● **TASK DETAILS**: The answer must consist of every line from the data that holds the string "chair".

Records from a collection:
=-=-=-=-=

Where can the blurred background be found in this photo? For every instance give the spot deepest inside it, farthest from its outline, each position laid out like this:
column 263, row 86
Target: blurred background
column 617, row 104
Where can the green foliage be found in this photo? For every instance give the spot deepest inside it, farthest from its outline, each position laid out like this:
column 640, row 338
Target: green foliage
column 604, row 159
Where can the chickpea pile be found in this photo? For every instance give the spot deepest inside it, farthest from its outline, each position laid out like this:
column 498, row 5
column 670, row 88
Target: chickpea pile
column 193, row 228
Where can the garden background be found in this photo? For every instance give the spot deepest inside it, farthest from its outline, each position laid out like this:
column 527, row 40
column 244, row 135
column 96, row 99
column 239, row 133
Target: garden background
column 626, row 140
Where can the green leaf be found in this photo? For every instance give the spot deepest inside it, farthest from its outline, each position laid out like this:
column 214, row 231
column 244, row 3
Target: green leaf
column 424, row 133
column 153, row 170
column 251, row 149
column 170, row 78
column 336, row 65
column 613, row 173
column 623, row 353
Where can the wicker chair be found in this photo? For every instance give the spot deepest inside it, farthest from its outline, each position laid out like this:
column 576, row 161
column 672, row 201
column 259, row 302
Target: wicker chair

=-=-=-=-=

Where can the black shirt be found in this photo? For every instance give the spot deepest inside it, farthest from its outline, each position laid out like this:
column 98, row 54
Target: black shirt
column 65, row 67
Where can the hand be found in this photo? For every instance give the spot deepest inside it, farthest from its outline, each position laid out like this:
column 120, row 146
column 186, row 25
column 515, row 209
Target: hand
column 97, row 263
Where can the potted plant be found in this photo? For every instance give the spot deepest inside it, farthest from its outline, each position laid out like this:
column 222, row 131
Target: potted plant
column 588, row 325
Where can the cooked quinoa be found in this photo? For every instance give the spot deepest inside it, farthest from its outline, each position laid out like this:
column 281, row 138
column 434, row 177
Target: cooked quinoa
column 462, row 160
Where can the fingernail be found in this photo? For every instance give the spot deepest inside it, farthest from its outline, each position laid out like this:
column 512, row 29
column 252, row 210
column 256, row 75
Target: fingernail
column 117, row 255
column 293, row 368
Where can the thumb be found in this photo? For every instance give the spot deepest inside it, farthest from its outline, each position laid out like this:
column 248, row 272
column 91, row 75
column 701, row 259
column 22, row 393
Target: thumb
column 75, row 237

=-=-=-=-=

● **YOUR RESPONSE**:
Where can the wicker chair be found in this photo? For every instance give the spot deepest inside it, farthest from its outline, each position laid out like this:
Target: wicker chair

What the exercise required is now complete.